§ **WRITTEN EXERCISE**: Repeat exactly each line of the data provided below.

§ **SUPPLIED DATA**:
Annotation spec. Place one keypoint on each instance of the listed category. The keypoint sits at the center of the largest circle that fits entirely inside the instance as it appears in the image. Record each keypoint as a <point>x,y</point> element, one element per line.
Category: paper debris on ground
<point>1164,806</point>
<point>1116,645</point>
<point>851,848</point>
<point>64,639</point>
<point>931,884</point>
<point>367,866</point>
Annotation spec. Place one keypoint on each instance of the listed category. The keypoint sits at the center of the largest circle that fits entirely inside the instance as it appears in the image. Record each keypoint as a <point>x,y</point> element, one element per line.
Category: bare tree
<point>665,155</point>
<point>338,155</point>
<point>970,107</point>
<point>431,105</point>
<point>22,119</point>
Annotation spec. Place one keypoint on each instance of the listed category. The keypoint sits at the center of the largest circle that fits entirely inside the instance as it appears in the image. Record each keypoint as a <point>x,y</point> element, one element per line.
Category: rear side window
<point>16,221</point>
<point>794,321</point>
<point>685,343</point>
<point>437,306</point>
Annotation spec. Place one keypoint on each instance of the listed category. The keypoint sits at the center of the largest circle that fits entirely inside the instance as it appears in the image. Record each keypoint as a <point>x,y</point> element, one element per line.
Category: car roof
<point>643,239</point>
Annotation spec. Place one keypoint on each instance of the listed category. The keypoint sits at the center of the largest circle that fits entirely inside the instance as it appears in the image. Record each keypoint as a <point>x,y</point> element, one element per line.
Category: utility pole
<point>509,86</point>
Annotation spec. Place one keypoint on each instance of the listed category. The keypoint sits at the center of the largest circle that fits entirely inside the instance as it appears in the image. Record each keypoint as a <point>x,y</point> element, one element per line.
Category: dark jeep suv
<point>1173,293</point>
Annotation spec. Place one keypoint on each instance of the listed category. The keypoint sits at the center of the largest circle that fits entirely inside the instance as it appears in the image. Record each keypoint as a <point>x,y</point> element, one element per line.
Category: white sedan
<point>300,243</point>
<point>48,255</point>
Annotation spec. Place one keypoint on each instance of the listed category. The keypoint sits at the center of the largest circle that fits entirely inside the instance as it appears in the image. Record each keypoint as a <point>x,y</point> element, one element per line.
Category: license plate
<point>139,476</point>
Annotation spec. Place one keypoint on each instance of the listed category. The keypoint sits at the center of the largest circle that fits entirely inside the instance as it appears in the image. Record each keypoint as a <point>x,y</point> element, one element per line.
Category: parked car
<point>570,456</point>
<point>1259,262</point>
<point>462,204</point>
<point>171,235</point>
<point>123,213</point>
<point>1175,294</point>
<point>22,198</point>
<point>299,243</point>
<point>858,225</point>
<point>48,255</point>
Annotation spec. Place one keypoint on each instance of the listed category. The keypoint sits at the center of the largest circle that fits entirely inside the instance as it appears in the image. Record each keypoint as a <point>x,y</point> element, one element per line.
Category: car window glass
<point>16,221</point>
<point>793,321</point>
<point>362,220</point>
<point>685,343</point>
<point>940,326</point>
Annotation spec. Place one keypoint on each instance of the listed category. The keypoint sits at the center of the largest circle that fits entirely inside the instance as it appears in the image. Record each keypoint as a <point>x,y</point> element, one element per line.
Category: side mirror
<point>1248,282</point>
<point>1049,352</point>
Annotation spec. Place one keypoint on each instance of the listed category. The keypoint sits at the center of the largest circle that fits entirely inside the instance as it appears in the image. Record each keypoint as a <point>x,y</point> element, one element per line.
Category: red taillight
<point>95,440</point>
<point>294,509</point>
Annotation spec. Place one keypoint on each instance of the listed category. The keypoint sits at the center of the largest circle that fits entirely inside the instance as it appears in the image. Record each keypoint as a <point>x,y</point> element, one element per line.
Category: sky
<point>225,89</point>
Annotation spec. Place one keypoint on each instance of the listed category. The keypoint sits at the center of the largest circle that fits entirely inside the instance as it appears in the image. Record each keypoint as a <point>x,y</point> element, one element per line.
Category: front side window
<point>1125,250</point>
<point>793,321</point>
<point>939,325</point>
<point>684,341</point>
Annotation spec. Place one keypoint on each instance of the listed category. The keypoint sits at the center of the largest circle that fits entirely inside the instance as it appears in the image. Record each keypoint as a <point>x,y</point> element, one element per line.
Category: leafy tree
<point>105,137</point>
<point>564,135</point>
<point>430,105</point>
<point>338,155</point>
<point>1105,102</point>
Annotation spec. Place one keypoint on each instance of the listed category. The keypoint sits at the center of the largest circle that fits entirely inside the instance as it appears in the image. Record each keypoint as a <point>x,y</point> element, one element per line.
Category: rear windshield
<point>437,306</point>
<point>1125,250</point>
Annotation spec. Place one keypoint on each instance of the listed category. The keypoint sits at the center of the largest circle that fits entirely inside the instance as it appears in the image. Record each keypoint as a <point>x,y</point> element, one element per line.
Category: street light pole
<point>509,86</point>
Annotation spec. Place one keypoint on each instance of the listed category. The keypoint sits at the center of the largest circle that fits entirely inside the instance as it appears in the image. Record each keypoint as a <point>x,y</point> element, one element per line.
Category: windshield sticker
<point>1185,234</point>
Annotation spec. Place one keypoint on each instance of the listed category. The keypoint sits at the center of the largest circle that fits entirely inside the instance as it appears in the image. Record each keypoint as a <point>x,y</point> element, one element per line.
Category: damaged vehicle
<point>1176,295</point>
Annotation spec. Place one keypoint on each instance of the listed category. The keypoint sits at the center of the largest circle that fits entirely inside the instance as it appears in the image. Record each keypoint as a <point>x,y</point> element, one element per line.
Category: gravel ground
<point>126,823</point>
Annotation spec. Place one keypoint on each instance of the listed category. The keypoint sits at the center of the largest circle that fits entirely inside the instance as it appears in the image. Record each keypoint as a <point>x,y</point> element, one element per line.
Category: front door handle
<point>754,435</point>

§ **TASK OUTPUT**:
Annotation spec. Place one keypoint on each instance of the listed category. The keypoint sits at the center of the largest circle that fits entirely inside the instance as it appears in the image. Record each keypoint as a <point>x,y</point> element, one element per line.
Category: paper debris on ground
<point>1164,806</point>
<point>1116,645</point>
<point>851,848</point>
<point>64,639</point>
<point>931,884</point>
<point>367,866</point>
Annotation spec. Place one keypoint on each instance of the listed category. The keypoint sits at the center of the largest circle that fits entirely inside the instance as it appears in the image. Record each keypoint as a <point>x,y</point> element, one element per line.
Category: bare tree
<point>665,155</point>
<point>338,155</point>
<point>970,107</point>
<point>431,105</point>
<point>22,119</point>
Annotation spec. Place one keypoint on each instance of the listed category. The keypoint sits at the center of the largest circle that fits entirely inside the instance as it appears in the image. Record each keypoint as a <point>x,y</point> element, one element per line.
Category: rear side window
<point>16,221</point>
<point>794,321</point>
<point>685,343</point>
<point>437,306</point>
Annotation spec. Place one keypoint on each instance of the listed category. The keypoint sits at the center of the largest circle that fits entirely inside the instance as it appears in the image. Record each keypoint as a <point>x,y</point> element, one element per line.
Category: car roof
<point>643,239</point>
Annotation spec. Place one keypoint on each instance of the listed category. The keypoint sits at the center of the largest circle that fits entirely inside the instance as it appears in the image. Record each keypoint as a <point>x,y</point> element, one element per line.
Category: utility pole
<point>509,86</point>
Annotation spec. Place one keypoint on each instance of the listed category. The keypoint sits at the center of the largest circle that fits entirely inside the instance as it appears in the image. Record each keypoint as a <point>x,y</point> element, one element per line.
Category: dark jeep suv
<point>1173,293</point>
Annotation spec. Place one keypoint on each instance of the listed category. The keypoint sits at the center of the largest circle that fits entirely inside the instance as it appears in the image. Record each keypoint as a <point>x,y</point> element, one element per line.
Category: white sedan
<point>300,243</point>
<point>48,255</point>
Annotation spec. Place one keypoint on each instance of the listed category. The keypoint sits at the center of the largest circle that fits entirely inside the instance as it appears in the image. Record each keypoint as a <point>x,y</point> element, one element per line.
Category: license plate
<point>139,476</point>
Annotation spec. Place one keypoint on each instance of the listed category. The keypoint sits at the center of the largest circle that fits entirely inside the instance as it appears in the image. Record each keypoint as a <point>x,y</point> element, one element per line.
Category: parked car
<point>570,456</point>
<point>1259,262</point>
<point>462,204</point>
<point>171,235</point>
<point>123,213</point>
<point>1175,294</point>
<point>22,198</point>
<point>299,243</point>
<point>858,225</point>
<point>48,255</point>
Annotation spec. Place one keypoint on each instance of the listed category. The keypoint sits at the center of the largest circle that fits entirely inside the instance as it appears in the image. Record each keypoint as a <point>x,y</point> element, one element per line.
Category: car window glass
<point>16,221</point>
<point>793,321</point>
<point>362,220</point>
<point>685,343</point>
<point>940,326</point>
Annotation spec. Place one keypoint on each instance of the listed category. The keypoint sits at the center of the largest circle that fits entirely inside the instance as it appears in the image. Record each keypoint as a <point>x,y</point> element, one element per line.
Category: side mirror
<point>1248,282</point>
<point>1049,352</point>
Annotation spec. Place one keypoint on each instance of the listed category. The keypoint sits at the center of the largest circle that fits entirely inside the instance as it appears in the image. Record each keypoint as a <point>x,y</point> element, one element per line.
Category: red taillight
<point>95,440</point>
<point>294,509</point>
Annotation spec. Place one keypoint on each instance of the listed category. The keypoint sits at the center of the largest circle that fits entirely inside the instance as it appears in the image. Record each keypoint as a <point>x,y</point> element, one element per line.
Category: sky
<point>225,89</point>
Annotation spec. Place one keypoint on each instance of the listed category. The keypoint sits at the center of the largest circle that fits entirely inside the instance as it appears in the image. Record each keypoint as a <point>x,y</point> element, one element per line.
Category: front side window
<point>1125,250</point>
<point>793,321</point>
<point>939,325</point>
<point>684,341</point>
Annotation spec. Place one keypoint on each instance of the listed category. The keypoint sits at the center of the largest circle that fits entirely inside the instance as it appears in the image. Record each keypoint as a <point>x,y</point> element, one element per line.
Category: leafy tree
<point>105,137</point>
<point>564,135</point>
<point>430,105</point>
<point>338,155</point>
<point>1105,102</point>
Annotation spec. Place one keypoint on each instance of the listed category. The keypoint sits at the center of the largest circle that fits entirely inside the instance as it appears in the image. Record each keypoint as a <point>x,y</point> element, one element per line.
Category: rear windshield
<point>437,306</point>
<point>1125,250</point>
Annotation spec. Place one keypoint on each instance of the listed category. The keypoint sits at the center of the largest circle that fits entirely inside the instance as it appears in the image. Record each keypoint as a <point>x,y</point> element, one element per line.
Category: street light pole
<point>509,86</point>
Annotation spec. Place one keypoint on each instance of the listed category. The keypoint sits at the center of the largest circle that fits entirely inside the instance as it appears in the image. Record each keypoint as a <point>x,y</point> element, one element per line.
Category: windshield sticker
<point>1185,234</point>
Annotation spec. Place one keypoint on each instance of the listed category. The keypoint sits at the center of the largest circle that fits entirely inside the instance as it appears in the image. Record each keypoint as a <point>x,y</point> element, one element per line.
Category: damaged vehicle
<point>1176,295</point>
Annotation spec. Place one keypoint on each instance of the listed category. The keypoint sits at the center of the largest circle that fits entirely inside the instance as it appears in the image. Record each keypoint as a <point>x,y</point> element, one element per line.
Category: gravel ground
<point>126,823</point>
Annotation spec. Place one keypoint on each instance of the listed category. The keypoint sits at the center of the largest circle that fits entirely inside the instance as it appears in the image. Record each keypoint as a <point>x,y</point> element, one element per line.
Category: front door handle
<point>754,435</point>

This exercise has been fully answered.